• [Task statement]:
Every entry below is to be copied exactly, with nothing left out.

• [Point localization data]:
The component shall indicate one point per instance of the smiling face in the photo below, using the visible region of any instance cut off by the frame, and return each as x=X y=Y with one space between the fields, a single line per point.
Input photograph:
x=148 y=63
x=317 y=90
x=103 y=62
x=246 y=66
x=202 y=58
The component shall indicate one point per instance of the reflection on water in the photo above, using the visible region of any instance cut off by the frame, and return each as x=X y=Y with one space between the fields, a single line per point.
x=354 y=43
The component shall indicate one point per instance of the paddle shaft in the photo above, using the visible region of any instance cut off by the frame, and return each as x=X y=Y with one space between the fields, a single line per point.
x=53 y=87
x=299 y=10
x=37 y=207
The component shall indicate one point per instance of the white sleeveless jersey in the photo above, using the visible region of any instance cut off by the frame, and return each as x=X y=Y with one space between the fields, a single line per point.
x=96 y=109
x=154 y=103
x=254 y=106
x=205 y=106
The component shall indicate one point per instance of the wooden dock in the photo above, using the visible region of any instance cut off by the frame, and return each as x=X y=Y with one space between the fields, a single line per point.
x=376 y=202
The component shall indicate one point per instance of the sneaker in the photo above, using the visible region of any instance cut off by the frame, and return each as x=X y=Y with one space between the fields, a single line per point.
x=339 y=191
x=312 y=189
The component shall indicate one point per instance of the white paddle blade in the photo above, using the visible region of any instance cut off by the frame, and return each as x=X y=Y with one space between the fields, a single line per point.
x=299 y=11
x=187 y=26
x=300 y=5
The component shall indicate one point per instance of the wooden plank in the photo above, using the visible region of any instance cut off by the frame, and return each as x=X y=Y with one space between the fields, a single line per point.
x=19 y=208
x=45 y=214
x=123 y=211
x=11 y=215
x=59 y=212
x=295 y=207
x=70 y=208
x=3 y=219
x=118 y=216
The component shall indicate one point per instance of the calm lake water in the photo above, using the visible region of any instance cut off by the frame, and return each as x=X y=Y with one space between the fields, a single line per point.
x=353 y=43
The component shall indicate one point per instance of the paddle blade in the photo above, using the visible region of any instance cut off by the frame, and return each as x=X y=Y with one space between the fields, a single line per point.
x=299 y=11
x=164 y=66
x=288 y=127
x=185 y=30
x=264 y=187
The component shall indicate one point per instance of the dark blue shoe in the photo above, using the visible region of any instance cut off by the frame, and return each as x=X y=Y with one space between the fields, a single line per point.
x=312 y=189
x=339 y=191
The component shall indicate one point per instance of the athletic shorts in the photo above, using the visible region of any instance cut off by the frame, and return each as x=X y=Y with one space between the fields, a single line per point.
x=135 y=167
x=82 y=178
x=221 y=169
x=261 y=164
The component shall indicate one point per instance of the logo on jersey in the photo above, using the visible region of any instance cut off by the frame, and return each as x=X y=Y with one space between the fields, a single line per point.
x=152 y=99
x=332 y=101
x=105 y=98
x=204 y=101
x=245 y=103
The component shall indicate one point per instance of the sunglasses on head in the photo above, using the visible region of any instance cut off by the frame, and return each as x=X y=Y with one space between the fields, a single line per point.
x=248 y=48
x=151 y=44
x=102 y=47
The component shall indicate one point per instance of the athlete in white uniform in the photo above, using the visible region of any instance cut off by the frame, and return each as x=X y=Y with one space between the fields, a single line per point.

• [Solution to the problem]:
The component shall indicate one point per instance of the smiling face in the photo below, using the visible region of any instance cut off by the frame, and return each as x=X y=Y with one space between the fields, a single line per point.
Input photograph:
x=148 y=63
x=317 y=90
x=103 y=62
x=246 y=66
x=202 y=58
The component shall indicate one point per instance of the reflection on water in the photo above, using the visible region of any instance cut off by the frame, and return each as x=X y=Y with one space between the fields, a single line per point.
x=354 y=43
The component shall indicate one point per instance of the paddle shaft in the photo above, using the visible region of any instance cut off by the frame, and return each as x=X y=Y with one space between the fields, a single line per point.
x=53 y=87
x=299 y=10
x=37 y=207
The component shall indicate one point per instance of the white sleeveless jersey in the photo above, using the visible region of any instance cut off by the frame, and return each as x=X y=Y with one space between the fields, a single line per point.
x=96 y=109
x=154 y=103
x=254 y=106
x=205 y=106
The component shall indicate one point per instance of the wooden dock in the photo above, using the visible region of any instance cut off by the frame, and return each as x=X y=Y with one space between the fields, a single line per point.
x=376 y=202
The component shall indicate one point per instance of the sneaker in the photo above, using the visible region of any instance cut off by the frame, and return each as x=X y=Y with one space between the fields, a single line per point.
x=339 y=191
x=312 y=189
The component shall indicate one point per instance of the white paddle blade in the photo above, using the visible region of any instance cut off by the frame, and return each as x=X y=Y with one space between the fields, a single line per point.
x=299 y=11
x=187 y=26
x=300 y=5
The component shall indicate one point per instance of the wooden plank in the photo above, using the visible region of any instance cut off by the frame, and return each as x=X y=Y with one space between the fields, a single line per point.
x=19 y=208
x=45 y=214
x=123 y=211
x=11 y=215
x=59 y=212
x=295 y=207
x=70 y=208
x=3 y=219
x=118 y=216
The component shall indicate one point per instance of the calm lake water in the photo above, using the visible region of any instance cut off by the frame, and return each as x=X y=Y with one space between the fields, a single line per point.
x=353 y=43
The component shall indicate one point per instance of the paddle blade in the photo above, using the visible region of any instance cut off by the frame, and return each as x=X y=Y with one space between the fields, a single line per point.
x=299 y=11
x=164 y=66
x=288 y=127
x=185 y=30
x=264 y=187
The component shall indicate one point per instance of the dark blue shoe in the photo above, using the visible region of any instance cut off by the frame, and return each as x=X y=Y with one space between the fields, a single line per point.
x=312 y=189
x=339 y=191
The component shall indicate one point per instance of the athletic shorts in the photo above, using the visible region of any instance cut off by the frame, and return each as x=X y=Y with one space between the fields, a single line per point.
x=135 y=167
x=82 y=178
x=221 y=169
x=261 y=164
The component shall indicate one point per instance of the logo on jersey in the photo above, using the visible region of any instance cut off by the frame, and return each as x=X y=Y with one space between the fields, a single line per point.
x=152 y=99
x=332 y=101
x=105 y=98
x=204 y=101
x=245 y=103
The component shall indicate one point per instance of the sunglasses on head in the photo above, using the visible region of any instance cut off by the frame, and return each as x=X y=Y with one space between the fields, a single line per point.
x=248 y=48
x=151 y=44
x=102 y=47
The component shall indicate one point per instance of the athlete in white uniform in the photo above, using the visible region of any instance cut off by the frame, and return each as x=X y=Y with one space between the fields, a single line per point.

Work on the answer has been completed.